+++ DATA TO USE +++

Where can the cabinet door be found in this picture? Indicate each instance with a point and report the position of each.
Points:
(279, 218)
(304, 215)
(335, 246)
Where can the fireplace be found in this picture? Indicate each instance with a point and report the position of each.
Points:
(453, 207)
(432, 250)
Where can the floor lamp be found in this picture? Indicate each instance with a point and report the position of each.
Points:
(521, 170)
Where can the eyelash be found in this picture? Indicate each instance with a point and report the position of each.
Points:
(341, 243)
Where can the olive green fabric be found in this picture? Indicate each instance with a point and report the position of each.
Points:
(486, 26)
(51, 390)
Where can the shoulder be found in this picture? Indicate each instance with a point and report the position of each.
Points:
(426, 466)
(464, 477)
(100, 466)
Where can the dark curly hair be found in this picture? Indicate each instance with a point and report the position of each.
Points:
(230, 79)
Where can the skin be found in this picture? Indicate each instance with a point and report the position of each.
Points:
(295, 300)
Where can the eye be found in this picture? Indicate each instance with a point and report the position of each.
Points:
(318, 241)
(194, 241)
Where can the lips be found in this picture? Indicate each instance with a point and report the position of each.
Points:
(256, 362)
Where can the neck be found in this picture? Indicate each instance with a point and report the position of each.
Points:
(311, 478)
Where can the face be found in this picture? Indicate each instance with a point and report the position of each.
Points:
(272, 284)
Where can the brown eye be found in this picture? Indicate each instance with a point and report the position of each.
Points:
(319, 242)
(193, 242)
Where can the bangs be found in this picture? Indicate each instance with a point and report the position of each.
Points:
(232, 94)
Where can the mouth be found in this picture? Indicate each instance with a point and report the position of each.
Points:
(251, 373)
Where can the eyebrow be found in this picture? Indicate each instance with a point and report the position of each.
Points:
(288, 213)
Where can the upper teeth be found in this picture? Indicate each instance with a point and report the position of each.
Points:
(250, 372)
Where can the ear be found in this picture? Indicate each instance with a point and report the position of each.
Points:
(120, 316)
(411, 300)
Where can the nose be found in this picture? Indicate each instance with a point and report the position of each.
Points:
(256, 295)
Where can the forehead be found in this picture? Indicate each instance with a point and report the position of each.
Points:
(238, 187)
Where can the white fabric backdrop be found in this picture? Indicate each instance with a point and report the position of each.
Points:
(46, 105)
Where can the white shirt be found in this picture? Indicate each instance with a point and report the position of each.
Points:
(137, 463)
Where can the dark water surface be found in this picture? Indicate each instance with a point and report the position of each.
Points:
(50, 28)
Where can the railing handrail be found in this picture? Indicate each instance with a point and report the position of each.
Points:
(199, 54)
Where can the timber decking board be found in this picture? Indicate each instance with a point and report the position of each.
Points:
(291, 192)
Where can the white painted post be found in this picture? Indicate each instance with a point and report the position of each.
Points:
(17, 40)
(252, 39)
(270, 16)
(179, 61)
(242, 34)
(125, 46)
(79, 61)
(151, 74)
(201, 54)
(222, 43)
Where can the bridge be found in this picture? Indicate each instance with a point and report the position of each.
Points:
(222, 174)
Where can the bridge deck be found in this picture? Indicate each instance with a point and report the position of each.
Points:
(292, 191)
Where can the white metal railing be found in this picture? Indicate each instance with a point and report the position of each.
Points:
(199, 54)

+++

> **REQUIRED WORK**: For this exercise, set down all of the entries again word for word.

> **ANSWER SECTION**:
Where can the cabinet door be found in this picture? Indicate each instance with a point and report the position of each.
Points:
(279, 218)
(304, 215)
(335, 246)
Where can the fireplace be found in this picture? Indicate each instance with a point and report the position of each.
Points:
(453, 207)
(432, 250)
Where can the floor lamp be found in this picture? Indicate each instance with a point and report the position of each.
Points:
(521, 170)
Where can the eyelash be found in this picture? Indicate each instance with a point and report the position of each.
Points:
(341, 243)
Where can the olive green fabric be found in this picture? Indicate each instance with a point and report the position of each.
Points:
(486, 26)
(51, 390)
Where can the shoulder be found in this picture? Indicate each instance with a point and report the position of each.
Points:
(426, 466)
(464, 477)
(100, 466)
Where can the dark curly hair be found in this picture? Indicate each instance with a point and report the position of each.
Points:
(230, 79)
Where can the skin be found in this picture? Indicate each instance with a point and report the position of each.
Points:
(295, 300)
Where can the eye be found in this picture? Indicate each instance with a point and report the position of each.
Points:
(318, 241)
(194, 241)
Where can the lips be found in this picture? Indicate each instance with a point and report the position of each.
Points:
(256, 362)
Where can the neck be found in this picture? Indicate each instance with a point and report the position of each.
Points:
(311, 478)
Where can the face be found in this picture? Indicate each instance with a point and report the position of each.
Points:
(272, 284)
Where can the brown eye be found in this picture? Indicate each instance with a point and report the position of each.
Points:
(319, 242)
(193, 242)
Where can the bangs be found in this picture? Indicate each instance with a point and report the position of each.
Points:
(232, 94)
Where can the mouth be found in this picture? Indicate each instance with a point and report the position of each.
Points:
(251, 373)
Where can the eyebrow be found in this picture? Indicate each instance with a point and report the position of each.
Points:
(288, 213)
Where can the upper teeth be found in this picture? Indicate each instance with a point and report the position of each.
Points:
(250, 372)
Where can the ear be found in this picture? Indicate each instance with a point and report the position of each.
Points:
(120, 316)
(411, 300)
Where can the nose be found in this picture? Indicate each instance with a point and report the position of each.
Points:
(256, 295)
Where can the forehead be found in this picture? Indicate each instance with a point and report the position of each.
Points:
(238, 187)
Where can the white fabric backdrop be found in this picture? Indicate each instance with a point and report the position of each.
Points:
(46, 105)
Where can the white shirt be found in this picture? Indicate each instance with a point and report the position of each.
Points:
(137, 463)
Where can the dark water surface be found in this picture? Indicate each instance with a point and report the position of each.
Points:
(50, 28)
Where can the railing handrail be found in this picture? Indicate each instance with a point and report the position of each.
Points:
(199, 54)
Where can the timber decking board be found in this picture? Indicate each instance with a point and report the position of each.
Points:
(291, 192)
Where can the white painted post be found in this picture? Indicate each instance with a point and report the position of each.
Points:
(17, 40)
(252, 39)
(270, 16)
(179, 61)
(242, 34)
(125, 46)
(79, 61)
(151, 74)
(201, 54)
(222, 43)
Where can the bridge be found in this picture? Indicate each instance with a point and report the position of each.
Points:
(222, 174)
Where can the bridge deck be found in this picture? Indicate each instance with a point and report the position of each.
Points:
(292, 191)
Where can the white metal railing be found in this picture? Indicate each instance with a point and report the position of each.
Points:
(199, 54)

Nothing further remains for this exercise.